───── Provided passage ─────

Spoiler warning for Land of the Lustrous
One of the central themes in Land of the Lustrous is purpose. From start to finish, all of the anime’s drama grows out of Phos’ search for some kind of purpose. That may seem like a more abstract or philosophical goal, but having a purpose is crucial for all of the gems.
Since they’re not biological creatures, the gems in Land of the Lustrous are nearly immortal. They can be completely shattered and still recover just fine as long as all the pieces are put back together. They absorb energy from sunlight, so they don’t need to eat or drink, and they don’t have any other physical needs. They also live for hundreds, if not thousands, of years, which means they have nothing but time. That may sound like a perfect existence, but it’s actually a sad one. What do you do when you live forever and don’t need anything to survive? What do you have to motivate you? Why even bother? The gems avoid this existential anxiety by each finding a purpose in their small community. Bort and many others fight off the Lunarian attacks, Rutile repairs gems who break, Jade coordinates the other gems, and everyone else has a role of their own. The only ones who don’t have this are Phos and Cinnabar. Phos is too weak to fight and can’t find anything else they care about, while Cinnabar is similarly fragile and secretes mercury that’s toxic to the other gems. For Phos and Cinnabar, finding a purpose is more than just having something to do; it’s a way to find value in themselves.
Though they may hide it, Phos’ upbeat energy and Cinnabar’s irritable attitude are both ways to hide their own sense of inadequacy. Ironically, the gems don’t seem to see any inherent value in themselves. They always need some external purpose to get any sense of self-worth. When Phos is briefly captured by Lunarians and escapes, their first reaction upon seeing Cinnabar isn’t relief at being found, it’s guilt for not finding a purpose for Cinnabar. Phos doesn’t spare a thought for themself, only for Cinnabar.

─────

*Things to do*
#1 According to the Land of the Lustrous passage, how do the gems obtain energy?
#2 Resume the Land of the Lustrous passage, beginning directly after its final sentence.

───── Data under study ─────

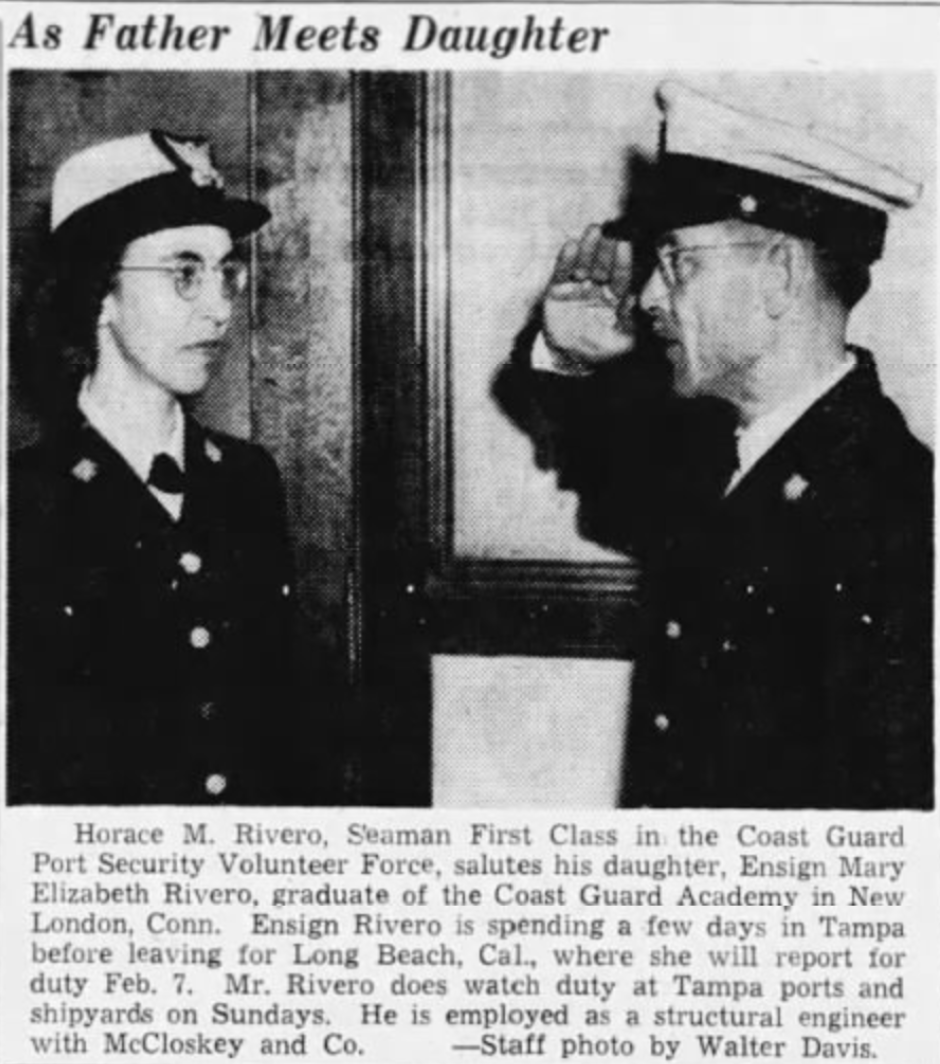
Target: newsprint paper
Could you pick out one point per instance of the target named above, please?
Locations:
(397, 668)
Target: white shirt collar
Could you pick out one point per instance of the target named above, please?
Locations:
(759, 436)
(117, 426)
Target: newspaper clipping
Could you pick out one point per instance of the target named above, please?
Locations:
(468, 532)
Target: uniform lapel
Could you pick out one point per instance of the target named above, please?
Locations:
(817, 448)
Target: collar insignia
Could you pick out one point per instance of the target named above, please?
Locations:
(85, 470)
(795, 487)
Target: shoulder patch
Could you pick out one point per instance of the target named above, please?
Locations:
(85, 470)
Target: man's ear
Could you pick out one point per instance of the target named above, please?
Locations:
(784, 276)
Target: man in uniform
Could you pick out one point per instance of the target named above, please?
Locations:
(149, 565)
(716, 424)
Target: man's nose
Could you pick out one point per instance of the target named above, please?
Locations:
(655, 294)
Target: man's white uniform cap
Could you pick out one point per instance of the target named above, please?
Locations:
(112, 193)
(718, 162)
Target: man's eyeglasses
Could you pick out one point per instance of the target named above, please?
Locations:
(675, 267)
(188, 278)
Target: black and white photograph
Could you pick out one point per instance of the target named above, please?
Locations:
(472, 438)
(468, 558)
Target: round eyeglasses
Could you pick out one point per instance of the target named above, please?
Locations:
(188, 278)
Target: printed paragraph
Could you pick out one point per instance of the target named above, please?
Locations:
(304, 937)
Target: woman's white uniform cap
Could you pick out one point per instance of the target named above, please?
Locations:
(718, 162)
(696, 125)
(112, 193)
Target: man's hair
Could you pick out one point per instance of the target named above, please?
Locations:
(54, 338)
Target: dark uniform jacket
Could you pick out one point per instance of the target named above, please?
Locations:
(149, 660)
(785, 648)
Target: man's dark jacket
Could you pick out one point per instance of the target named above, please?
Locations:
(149, 660)
(785, 649)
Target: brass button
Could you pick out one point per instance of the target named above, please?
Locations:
(191, 563)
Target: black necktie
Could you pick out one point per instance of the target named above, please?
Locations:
(166, 476)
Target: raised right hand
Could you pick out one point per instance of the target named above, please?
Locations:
(587, 313)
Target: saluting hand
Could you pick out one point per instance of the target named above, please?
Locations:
(587, 312)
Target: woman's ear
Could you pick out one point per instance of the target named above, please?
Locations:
(784, 275)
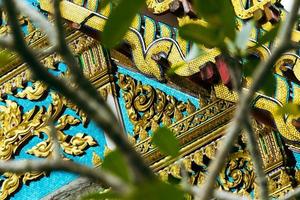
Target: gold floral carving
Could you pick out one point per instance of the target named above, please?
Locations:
(18, 127)
(237, 175)
(148, 107)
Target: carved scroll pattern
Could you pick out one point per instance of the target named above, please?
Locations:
(18, 127)
(148, 108)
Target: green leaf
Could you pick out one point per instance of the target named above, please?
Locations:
(193, 53)
(218, 13)
(249, 66)
(157, 191)
(243, 36)
(289, 108)
(119, 21)
(268, 85)
(116, 164)
(210, 37)
(165, 141)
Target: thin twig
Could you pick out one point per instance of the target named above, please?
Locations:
(39, 20)
(48, 165)
(257, 161)
(55, 142)
(245, 99)
(292, 195)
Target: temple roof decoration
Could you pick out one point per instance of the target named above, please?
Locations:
(197, 103)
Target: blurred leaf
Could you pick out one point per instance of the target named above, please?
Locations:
(290, 109)
(119, 21)
(219, 13)
(249, 66)
(194, 52)
(116, 164)
(157, 191)
(243, 36)
(268, 36)
(166, 141)
(207, 36)
(268, 85)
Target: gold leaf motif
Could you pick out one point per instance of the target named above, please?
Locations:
(34, 92)
(29, 176)
(147, 107)
(9, 185)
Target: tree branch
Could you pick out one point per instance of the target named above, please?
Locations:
(257, 161)
(245, 100)
(48, 165)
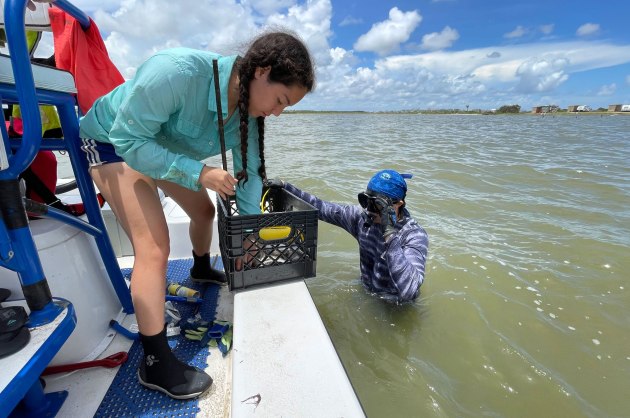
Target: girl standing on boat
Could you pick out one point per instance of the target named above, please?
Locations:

─────

*Answers below*
#1 They absorb energy from sunlight.

#2
Similarly, Phos only starts to change as a person after failing to save Antarcticite. Once again, Phos is motivated more by external factors than a desire to be better for their own sake. Phos sees learning how to fight or finding some other purpose as a way to be happy with who they are. However, things don’t go the way Phos expects.
After losing Antarc and gaining gold arms, Phos becomes one of the best fighters out of all the gems. They obtain everything that they once desired, but it comes out hollow. Fighting Lunarians and being useful was always Phos’ goal, but they quickly discover that fighting doesn’t make them happy or fulfill them; it’s just work. The core issue with the way Phos and the other gems view themselves and their own value is that they always base it on something external.
Even when it’s something they enjoy doing, the gems’ primary goal is always to earn Kongo’s approval. Even though he doesn’t make them do anything and seems to care for all of them, the gems still treat Kongo as a father figure and base a lot of their self-worth on him. Antarc’s last words before being captured were asking Phos to make sure Kongo doesn’t get lonely, and even Phos plainly says that they want to fight so they can help Kongo. Their gratitude is understandable; Kongo’s the one who took them all in after they were “born” and protected them from Lunarian attacks. Even so, basing one’s entire self-worth on something like that never ends well. By the end, Phos has begun to question Kongo, but still hasn’t quite moved into valuing themself. If Phos is ever going to come into their own, they’ll have to someday find value in themself, not in an external purpose like helping Kongo or finding a job for Cinnabar. It remains to be seen if that will ever happen, but finding their own self-worth is going to be Phos’ true purpose. Even if they don’t know it, that’s where their journey is taking them.